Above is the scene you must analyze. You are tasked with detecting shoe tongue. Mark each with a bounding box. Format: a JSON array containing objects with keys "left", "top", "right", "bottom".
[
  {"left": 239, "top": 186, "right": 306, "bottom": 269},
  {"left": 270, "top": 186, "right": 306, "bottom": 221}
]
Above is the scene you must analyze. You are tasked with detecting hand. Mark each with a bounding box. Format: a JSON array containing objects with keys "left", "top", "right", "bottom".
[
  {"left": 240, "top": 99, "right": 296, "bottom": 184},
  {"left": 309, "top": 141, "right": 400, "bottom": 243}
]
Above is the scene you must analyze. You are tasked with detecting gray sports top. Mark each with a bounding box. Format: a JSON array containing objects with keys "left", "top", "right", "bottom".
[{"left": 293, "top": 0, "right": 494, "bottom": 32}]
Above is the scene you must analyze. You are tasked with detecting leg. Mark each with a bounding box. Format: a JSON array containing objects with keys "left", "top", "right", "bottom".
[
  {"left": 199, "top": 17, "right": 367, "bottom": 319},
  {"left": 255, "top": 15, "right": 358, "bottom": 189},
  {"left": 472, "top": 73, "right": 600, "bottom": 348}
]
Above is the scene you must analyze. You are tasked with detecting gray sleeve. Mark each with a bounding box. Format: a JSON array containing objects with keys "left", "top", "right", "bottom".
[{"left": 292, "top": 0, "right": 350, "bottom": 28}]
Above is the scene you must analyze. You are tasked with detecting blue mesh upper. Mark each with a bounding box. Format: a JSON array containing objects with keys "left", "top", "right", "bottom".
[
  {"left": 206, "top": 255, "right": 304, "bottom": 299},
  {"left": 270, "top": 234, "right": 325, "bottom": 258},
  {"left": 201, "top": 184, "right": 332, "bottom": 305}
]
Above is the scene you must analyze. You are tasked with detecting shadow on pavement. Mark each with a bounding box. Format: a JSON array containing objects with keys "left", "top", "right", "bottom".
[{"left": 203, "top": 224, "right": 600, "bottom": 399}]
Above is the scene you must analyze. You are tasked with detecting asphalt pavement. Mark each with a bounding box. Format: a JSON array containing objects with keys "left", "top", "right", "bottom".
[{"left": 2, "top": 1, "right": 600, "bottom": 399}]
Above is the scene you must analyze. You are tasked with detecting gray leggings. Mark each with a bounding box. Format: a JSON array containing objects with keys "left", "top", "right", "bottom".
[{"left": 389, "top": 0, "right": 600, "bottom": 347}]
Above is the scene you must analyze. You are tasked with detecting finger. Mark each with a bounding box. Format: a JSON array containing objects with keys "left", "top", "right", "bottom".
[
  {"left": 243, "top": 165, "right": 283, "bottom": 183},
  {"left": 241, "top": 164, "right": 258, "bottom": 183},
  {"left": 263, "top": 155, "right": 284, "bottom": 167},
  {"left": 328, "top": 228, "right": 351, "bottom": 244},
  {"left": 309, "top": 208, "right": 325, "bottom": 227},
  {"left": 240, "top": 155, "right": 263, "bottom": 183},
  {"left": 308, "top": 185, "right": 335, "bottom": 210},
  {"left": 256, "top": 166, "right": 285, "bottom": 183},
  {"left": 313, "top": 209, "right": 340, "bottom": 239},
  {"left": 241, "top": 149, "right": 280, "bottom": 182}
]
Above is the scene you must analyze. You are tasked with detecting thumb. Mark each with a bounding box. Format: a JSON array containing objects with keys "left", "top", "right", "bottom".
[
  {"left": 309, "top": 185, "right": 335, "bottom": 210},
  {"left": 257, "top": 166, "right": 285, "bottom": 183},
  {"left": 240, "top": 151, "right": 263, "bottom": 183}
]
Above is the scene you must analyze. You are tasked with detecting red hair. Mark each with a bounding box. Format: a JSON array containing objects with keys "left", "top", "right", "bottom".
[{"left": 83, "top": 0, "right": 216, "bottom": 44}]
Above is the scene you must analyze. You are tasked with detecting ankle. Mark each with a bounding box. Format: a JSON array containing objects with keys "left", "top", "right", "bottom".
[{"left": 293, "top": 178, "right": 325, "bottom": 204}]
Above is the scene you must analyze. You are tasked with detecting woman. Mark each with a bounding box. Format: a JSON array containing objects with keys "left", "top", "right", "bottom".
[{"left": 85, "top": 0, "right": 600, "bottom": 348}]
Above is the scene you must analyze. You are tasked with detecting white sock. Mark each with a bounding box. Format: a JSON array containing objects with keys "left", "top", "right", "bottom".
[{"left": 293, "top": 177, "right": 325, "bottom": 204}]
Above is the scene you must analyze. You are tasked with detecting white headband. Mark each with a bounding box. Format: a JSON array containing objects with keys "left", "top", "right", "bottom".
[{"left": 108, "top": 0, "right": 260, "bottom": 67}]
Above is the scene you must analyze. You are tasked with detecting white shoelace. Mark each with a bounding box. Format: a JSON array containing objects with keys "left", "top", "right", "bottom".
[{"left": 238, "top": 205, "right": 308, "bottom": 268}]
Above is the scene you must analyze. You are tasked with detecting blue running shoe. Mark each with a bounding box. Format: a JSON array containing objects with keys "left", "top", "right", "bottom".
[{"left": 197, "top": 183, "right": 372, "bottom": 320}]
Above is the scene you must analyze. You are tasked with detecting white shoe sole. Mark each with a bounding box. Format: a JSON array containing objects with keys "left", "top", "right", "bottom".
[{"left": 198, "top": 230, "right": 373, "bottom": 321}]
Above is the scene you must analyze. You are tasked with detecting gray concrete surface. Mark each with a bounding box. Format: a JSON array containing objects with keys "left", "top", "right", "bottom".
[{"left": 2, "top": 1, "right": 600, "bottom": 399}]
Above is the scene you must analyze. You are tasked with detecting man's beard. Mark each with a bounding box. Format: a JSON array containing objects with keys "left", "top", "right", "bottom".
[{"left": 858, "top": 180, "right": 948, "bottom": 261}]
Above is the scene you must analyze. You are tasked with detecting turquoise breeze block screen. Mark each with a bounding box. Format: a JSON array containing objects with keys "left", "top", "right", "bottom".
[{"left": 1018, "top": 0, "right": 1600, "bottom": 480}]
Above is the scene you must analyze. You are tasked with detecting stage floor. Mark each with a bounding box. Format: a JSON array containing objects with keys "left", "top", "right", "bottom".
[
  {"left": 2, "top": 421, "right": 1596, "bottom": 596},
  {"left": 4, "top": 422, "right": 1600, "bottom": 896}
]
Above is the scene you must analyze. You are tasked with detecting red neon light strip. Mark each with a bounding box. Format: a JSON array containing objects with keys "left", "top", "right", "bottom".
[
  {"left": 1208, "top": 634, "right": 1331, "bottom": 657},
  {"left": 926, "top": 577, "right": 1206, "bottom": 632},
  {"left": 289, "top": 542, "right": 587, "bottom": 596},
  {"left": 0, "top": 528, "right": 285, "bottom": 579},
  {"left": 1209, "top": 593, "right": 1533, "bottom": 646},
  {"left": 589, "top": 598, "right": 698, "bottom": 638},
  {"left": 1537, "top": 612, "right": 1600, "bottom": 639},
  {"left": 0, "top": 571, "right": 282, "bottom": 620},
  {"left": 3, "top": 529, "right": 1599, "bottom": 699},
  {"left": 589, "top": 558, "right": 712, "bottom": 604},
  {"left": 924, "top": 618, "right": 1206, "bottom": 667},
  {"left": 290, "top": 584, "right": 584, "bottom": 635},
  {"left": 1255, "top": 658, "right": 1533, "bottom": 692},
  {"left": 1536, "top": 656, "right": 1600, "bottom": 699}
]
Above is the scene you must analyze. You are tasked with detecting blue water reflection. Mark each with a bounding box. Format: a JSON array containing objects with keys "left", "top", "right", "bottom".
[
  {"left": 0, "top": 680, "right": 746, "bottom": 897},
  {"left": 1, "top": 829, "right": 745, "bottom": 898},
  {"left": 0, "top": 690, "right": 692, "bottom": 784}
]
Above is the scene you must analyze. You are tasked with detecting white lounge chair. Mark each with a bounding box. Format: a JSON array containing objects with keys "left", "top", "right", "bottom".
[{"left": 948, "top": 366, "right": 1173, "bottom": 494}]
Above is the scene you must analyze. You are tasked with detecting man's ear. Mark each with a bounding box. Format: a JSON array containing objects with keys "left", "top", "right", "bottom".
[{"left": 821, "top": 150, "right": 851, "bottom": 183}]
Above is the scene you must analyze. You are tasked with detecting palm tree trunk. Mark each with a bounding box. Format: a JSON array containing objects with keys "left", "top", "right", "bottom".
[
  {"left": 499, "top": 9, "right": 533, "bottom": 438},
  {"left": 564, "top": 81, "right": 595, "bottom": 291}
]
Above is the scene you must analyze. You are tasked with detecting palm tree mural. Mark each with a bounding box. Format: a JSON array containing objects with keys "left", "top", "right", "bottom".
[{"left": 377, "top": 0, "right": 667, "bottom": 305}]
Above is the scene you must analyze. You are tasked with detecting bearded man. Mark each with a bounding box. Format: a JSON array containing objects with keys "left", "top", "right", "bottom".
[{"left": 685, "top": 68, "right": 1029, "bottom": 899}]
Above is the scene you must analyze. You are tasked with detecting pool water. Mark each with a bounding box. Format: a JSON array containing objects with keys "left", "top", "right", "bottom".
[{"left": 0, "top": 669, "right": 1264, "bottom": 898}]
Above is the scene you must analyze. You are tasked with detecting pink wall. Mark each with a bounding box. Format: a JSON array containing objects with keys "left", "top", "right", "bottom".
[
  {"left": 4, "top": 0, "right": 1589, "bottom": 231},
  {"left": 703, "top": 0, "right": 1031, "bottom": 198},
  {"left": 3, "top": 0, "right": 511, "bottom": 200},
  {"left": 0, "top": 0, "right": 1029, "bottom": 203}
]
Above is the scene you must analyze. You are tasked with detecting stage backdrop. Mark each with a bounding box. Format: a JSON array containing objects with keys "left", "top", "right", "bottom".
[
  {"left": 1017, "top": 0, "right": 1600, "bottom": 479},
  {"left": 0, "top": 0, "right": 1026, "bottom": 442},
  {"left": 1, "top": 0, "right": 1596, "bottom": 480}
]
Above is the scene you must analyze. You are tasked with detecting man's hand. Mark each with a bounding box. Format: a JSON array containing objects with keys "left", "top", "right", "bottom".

----------

Take the line containing "with detecting pool" as the first line and the last line of the data above as the final one. Write out these lines and all between them exactly.

Above is the scene you must analyze. You are tasked with detecting pool water. Mark each with a bounding box. Format: a JSON array containing objects with keys "left", "top", "right", "bottom".
[{"left": 0, "top": 669, "right": 1264, "bottom": 898}]
Above is the scene you must analyze. You are tasked with detecting pink wall. Mark each with a bounding box. Format: a JSON array containing objects with keys "left", "top", "right", "bottom".
[
  {"left": 4, "top": 0, "right": 1589, "bottom": 231},
  {"left": 703, "top": 0, "right": 1031, "bottom": 198},
  {"left": 3, "top": 0, "right": 511, "bottom": 200},
  {"left": 0, "top": 0, "right": 1029, "bottom": 203}
]
Above is the scene you must analyze. You are tasked with detecting stage backdrop. Mark each with a bounding box. Format: a JSON array containing objects with keys "left", "top", "right", "bottom".
[
  {"left": 1017, "top": 0, "right": 1600, "bottom": 479},
  {"left": 0, "top": 0, "right": 1026, "bottom": 442},
  {"left": 1, "top": 0, "right": 1596, "bottom": 480}
]
Above is the scene you must analyze. You are tasked with detecting man's hand. Mark each with a bounding box. Format: a JSON array containing objects with keys "left", "top", "right", "bottom".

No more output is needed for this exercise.